WHAT YOU ARE ASKED TO DO: Copy down the listing below exactly, please, including every line.

------ DATA FOR THE TASK

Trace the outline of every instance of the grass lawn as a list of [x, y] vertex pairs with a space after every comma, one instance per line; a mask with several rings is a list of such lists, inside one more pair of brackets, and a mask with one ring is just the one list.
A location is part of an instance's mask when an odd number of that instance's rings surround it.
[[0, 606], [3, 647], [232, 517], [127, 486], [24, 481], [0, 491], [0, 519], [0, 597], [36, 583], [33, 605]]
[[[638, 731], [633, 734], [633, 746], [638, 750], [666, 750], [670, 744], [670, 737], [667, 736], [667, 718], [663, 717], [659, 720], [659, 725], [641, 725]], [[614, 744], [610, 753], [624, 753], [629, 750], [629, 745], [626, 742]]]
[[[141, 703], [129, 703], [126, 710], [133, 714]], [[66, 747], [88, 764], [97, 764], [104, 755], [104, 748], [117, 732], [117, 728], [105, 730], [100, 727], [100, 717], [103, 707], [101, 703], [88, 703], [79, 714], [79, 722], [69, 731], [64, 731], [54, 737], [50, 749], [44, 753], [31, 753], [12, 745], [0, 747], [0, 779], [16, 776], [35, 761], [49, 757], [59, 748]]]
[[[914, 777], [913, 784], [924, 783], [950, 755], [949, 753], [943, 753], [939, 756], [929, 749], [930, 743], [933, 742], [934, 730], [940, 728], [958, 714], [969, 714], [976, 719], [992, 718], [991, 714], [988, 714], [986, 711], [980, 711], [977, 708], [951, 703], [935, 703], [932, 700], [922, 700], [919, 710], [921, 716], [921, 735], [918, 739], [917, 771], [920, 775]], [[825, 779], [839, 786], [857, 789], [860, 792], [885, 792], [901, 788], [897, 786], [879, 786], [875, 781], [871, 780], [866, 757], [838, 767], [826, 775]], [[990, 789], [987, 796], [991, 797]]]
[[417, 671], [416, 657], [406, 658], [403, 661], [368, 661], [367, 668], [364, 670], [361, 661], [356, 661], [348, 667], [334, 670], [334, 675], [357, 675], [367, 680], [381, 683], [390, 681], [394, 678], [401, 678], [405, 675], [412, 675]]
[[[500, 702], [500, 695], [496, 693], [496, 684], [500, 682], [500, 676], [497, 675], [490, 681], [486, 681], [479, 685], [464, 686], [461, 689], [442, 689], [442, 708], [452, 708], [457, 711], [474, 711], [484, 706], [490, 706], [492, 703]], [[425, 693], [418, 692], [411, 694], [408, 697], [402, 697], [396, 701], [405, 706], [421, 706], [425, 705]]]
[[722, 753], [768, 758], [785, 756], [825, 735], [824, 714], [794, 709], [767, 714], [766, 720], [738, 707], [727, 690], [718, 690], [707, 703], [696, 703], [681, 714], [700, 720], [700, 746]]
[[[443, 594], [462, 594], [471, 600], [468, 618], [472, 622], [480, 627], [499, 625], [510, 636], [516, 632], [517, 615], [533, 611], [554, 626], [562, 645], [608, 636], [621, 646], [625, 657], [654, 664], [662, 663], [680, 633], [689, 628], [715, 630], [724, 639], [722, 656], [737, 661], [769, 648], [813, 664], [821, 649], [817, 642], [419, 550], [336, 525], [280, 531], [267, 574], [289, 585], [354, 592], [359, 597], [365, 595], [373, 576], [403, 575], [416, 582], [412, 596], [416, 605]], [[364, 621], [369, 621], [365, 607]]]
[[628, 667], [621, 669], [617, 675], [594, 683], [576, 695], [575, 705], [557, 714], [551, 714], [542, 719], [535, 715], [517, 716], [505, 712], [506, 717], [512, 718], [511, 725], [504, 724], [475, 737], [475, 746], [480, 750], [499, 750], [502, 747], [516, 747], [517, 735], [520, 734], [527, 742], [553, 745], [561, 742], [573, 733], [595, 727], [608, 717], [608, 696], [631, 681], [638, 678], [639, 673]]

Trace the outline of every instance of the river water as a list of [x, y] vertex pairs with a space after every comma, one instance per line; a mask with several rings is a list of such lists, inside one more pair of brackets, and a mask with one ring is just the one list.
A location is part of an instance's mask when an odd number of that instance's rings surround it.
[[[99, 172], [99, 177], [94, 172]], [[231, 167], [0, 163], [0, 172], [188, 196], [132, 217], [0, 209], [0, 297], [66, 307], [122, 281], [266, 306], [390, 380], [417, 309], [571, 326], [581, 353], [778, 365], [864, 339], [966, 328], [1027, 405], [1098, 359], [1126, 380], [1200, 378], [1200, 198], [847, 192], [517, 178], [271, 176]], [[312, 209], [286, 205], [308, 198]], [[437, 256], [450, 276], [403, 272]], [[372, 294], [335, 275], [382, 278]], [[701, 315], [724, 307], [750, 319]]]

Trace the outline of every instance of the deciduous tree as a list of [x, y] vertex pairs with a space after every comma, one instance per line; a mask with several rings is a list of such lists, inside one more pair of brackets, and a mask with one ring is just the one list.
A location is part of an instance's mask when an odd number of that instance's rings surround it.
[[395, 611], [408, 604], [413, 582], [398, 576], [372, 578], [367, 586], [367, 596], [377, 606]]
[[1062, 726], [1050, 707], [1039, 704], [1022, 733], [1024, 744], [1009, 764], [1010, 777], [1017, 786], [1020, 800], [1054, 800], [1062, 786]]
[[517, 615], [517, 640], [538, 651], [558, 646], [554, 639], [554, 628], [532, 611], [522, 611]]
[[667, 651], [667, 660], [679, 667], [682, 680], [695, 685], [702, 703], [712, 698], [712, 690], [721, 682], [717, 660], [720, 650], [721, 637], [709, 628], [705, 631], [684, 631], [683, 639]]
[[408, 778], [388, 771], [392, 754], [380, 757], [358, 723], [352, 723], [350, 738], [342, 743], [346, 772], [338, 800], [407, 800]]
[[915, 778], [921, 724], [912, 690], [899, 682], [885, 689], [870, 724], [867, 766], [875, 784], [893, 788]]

------------

ANSWER SECTION:
Trace the outline of every instance of the grass lawn as a list of [x, y] vertex pairs with a space after every comma, one instance per line; a mask with several rings is a list of such lists, inside one more pair of brackets, and a mask with one ring is just the one list.
A location is part of an instance's mask when an odd number of that instance's rings surround it.
[[0, 606], [3, 647], [232, 517], [127, 486], [24, 481], [0, 491], [0, 519], [0, 597], [36, 583], [33, 605]]
[[[638, 731], [633, 734], [633, 746], [638, 750], [666, 750], [670, 744], [670, 737], [667, 736], [667, 718], [663, 717], [659, 720], [659, 725], [641, 725]], [[614, 744], [610, 753], [624, 753], [629, 750], [629, 745], [626, 742]]]
[[[141, 703], [129, 703], [126, 710], [133, 714]], [[66, 747], [88, 764], [97, 764], [104, 755], [104, 748], [117, 732], [117, 728], [105, 730], [100, 727], [100, 717], [103, 707], [101, 703], [88, 703], [79, 714], [79, 722], [69, 731], [64, 731], [54, 737], [50, 749], [44, 753], [31, 753], [12, 745], [0, 747], [0, 779], [16, 776], [35, 761], [49, 757], [59, 748]]]
[[[914, 777], [913, 784], [924, 783], [950, 755], [949, 753], [943, 753], [939, 756], [929, 749], [930, 743], [933, 742], [934, 730], [940, 728], [958, 714], [969, 714], [976, 719], [992, 718], [991, 714], [988, 714], [986, 711], [980, 711], [977, 708], [951, 703], [935, 703], [932, 700], [922, 700], [919, 710], [921, 716], [921, 735], [918, 739], [917, 771], [920, 775]], [[825, 779], [839, 786], [857, 789], [860, 792], [885, 792], [901, 788], [897, 786], [879, 786], [875, 781], [871, 780], [866, 757], [838, 767], [826, 775]], [[990, 789], [987, 796], [991, 797]]]
[[417, 671], [416, 657], [406, 658], [403, 661], [368, 661], [367, 668], [364, 670], [361, 661], [356, 661], [348, 667], [334, 670], [334, 675], [357, 675], [367, 680], [381, 683], [390, 681], [394, 678], [401, 678], [405, 675], [412, 675]]
[[[500, 702], [500, 695], [496, 693], [496, 684], [500, 682], [500, 676], [497, 675], [490, 681], [486, 681], [479, 685], [464, 686], [461, 689], [442, 689], [442, 708], [452, 708], [457, 711], [474, 711], [484, 706], [490, 706], [492, 703]], [[425, 693], [418, 692], [411, 694], [408, 697], [402, 697], [396, 701], [405, 706], [421, 706], [425, 705]]]
[[722, 753], [768, 758], [785, 756], [825, 735], [824, 714], [794, 709], [767, 714], [766, 720], [738, 707], [727, 690], [718, 690], [707, 703], [696, 703], [681, 714], [700, 720], [700, 746]]
[[[443, 594], [462, 594], [471, 600], [468, 618], [472, 622], [480, 627], [499, 625], [510, 636], [516, 632], [517, 615], [533, 611], [554, 626], [562, 645], [608, 636], [621, 646], [625, 657], [654, 664], [662, 663], [680, 633], [689, 628], [715, 630], [724, 639], [722, 656], [737, 661], [769, 648], [813, 664], [821, 649], [817, 642], [419, 550], [336, 525], [280, 531], [267, 574], [289, 585], [354, 592], [359, 597], [365, 595], [373, 576], [403, 575], [416, 582], [412, 596], [416, 605]], [[364, 621], [369, 621], [365, 607]]]
[[628, 667], [621, 669], [617, 675], [594, 683], [576, 695], [575, 705], [557, 714], [551, 714], [542, 719], [535, 715], [517, 716], [505, 712], [506, 717], [512, 718], [511, 725], [504, 724], [475, 737], [475, 746], [480, 750], [499, 750], [502, 747], [516, 747], [517, 735], [520, 734], [527, 742], [553, 745], [561, 742], [573, 733], [595, 727], [608, 717], [608, 696], [631, 681], [638, 678], [639, 673]]

Trace the outline of every instance of the river water as a list of [x, y] vertex pairs with a space after every comma, one instance per line; a mask with several rings is a list of such lists, inside one more pair of brackets, and a mask with one ring is just the one list.
A location is part of an instance's mask when an odd number of that instance's rings surround it.
[[[99, 172], [99, 177], [94, 172]], [[231, 167], [0, 163], [0, 172], [188, 196], [132, 217], [0, 209], [0, 297], [66, 307], [122, 281], [266, 306], [390, 380], [417, 309], [571, 326], [581, 353], [778, 365], [864, 339], [966, 328], [1027, 405], [1098, 359], [1126, 380], [1200, 378], [1200, 198], [847, 192], [517, 178], [271, 176]], [[312, 209], [286, 205], [308, 198]], [[437, 256], [450, 276], [403, 272]], [[372, 294], [335, 275], [382, 278]], [[701, 315], [724, 307], [750, 319]]]

Trace the outline of every instance of the deciduous tree as a list of [x, y] vertex pairs with a space after every comma, one instance per line; a mask with several rings is a list of such lists, inside one more pair of brackets, and a mask with one ring is just the one list.
A location is part of an instance's mask when an odd number of that instance's rings surround it.
[[395, 611], [408, 604], [413, 582], [398, 576], [372, 578], [367, 586], [367, 596], [377, 606]]
[[1062, 726], [1050, 707], [1039, 704], [1022, 733], [1024, 744], [1009, 764], [1010, 777], [1017, 786], [1020, 800], [1054, 800], [1062, 786]]
[[517, 615], [517, 640], [538, 651], [558, 646], [554, 639], [554, 628], [532, 611], [522, 611]]
[[667, 651], [667, 660], [679, 667], [682, 680], [695, 685], [702, 703], [712, 698], [712, 690], [721, 682], [717, 660], [720, 650], [721, 637], [709, 628], [705, 631], [684, 631], [683, 639]]
[[408, 778], [388, 771], [392, 754], [380, 757], [358, 723], [352, 723], [350, 738], [342, 743], [346, 772], [338, 800], [407, 800]]
[[915, 778], [921, 724], [912, 690], [899, 682], [885, 689], [870, 724], [867, 766], [875, 784], [893, 788]]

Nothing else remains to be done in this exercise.